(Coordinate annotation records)
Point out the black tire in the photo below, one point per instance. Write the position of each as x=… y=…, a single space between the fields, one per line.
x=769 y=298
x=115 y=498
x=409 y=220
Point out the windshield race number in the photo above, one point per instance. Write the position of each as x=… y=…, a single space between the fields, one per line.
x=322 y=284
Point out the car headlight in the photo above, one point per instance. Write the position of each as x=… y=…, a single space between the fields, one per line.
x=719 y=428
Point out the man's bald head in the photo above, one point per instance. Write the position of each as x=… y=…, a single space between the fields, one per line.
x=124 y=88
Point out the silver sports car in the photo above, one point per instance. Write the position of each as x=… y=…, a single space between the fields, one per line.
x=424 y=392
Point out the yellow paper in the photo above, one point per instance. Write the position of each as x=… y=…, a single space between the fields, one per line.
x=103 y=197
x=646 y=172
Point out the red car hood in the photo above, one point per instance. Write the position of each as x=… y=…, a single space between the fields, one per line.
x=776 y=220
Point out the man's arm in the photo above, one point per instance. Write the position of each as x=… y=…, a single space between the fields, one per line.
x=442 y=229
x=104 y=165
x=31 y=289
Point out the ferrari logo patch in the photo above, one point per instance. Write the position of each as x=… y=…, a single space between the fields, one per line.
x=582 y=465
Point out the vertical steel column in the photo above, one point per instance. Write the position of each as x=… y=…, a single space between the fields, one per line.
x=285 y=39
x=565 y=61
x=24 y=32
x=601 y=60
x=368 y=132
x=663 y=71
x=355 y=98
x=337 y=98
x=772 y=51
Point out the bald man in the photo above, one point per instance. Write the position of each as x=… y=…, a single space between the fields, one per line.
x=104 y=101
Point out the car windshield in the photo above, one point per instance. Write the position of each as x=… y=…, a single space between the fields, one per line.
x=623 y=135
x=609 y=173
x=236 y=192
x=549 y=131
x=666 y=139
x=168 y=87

Brief =>
Please format all of the material above as a numbered list, leaving out any blank lines.

Solved exercise =>
1. Point out the black tire in the photo below, one point per instance. Write the position of each as x=… y=…, a single space between the fields, one per line.
2. x=769 y=298
3. x=115 y=498
4. x=409 y=220
5. Point out the windshield race number in the photo above, one point per instance. Write the position of each as x=… y=…, a single space between the fields, one per line.
6. x=322 y=284
7. Point out the car headlight in the photo above, one point per instance. Write the position of each as x=… y=…, a single space between the fields, one per line.
8. x=719 y=428
9. Point out the man's bald head in the photo above, one point per instance. Write the position of each as x=… y=…, a single space between the fields, one per line.
10. x=124 y=88
11. Point out the silver sports car in the photo above, one point per instance. Write the position of each as x=… y=…, a single space between the fields, one per line.
12. x=424 y=392
13. Point out the yellow paper in the photo above, one point per instance. Write the position of each as x=… y=…, a single space between the fields, one per line.
14. x=103 y=197
15. x=646 y=172
16. Point out the red car hood in the photo above, one point per instance. Write the position of each as x=… y=…, a single space between the fields, one per line.
17. x=776 y=220
18. Point out the man's arm in the photo above, one point per instance. Write the position of each as x=… y=…, a single space between the fields, one per line.
19. x=442 y=229
20. x=104 y=165
21. x=31 y=289
22. Point out the ferrari logo patch in the photo above, one point per instance. Write the position of each as x=… y=…, a single space between the fields, one per line.
23. x=582 y=465
24. Point out the vertical steel column in the photo above, one point per instance. Write the position of each as x=… y=…, a single space between the fields, one per line.
25. x=285 y=39
26. x=565 y=61
27. x=24 y=32
28. x=601 y=60
29. x=368 y=132
30. x=663 y=71
31. x=355 y=98
32. x=337 y=98
33. x=772 y=51
34. Point out the bald man in the photo above, one point per instance. Write the position of each as x=… y=…, a single space between the fields, one per line.
35. x=104 y=101
36. Point out the car windshield in the photo above, one point per instance. Write the position of each as x=… y=…, a single space between the fields, one per line.
37. x=623 y=135
38. x=609 y=173
39. x=236 y=192
40. x=549 y=131
41. x=666 y=139
42. x=168 y=87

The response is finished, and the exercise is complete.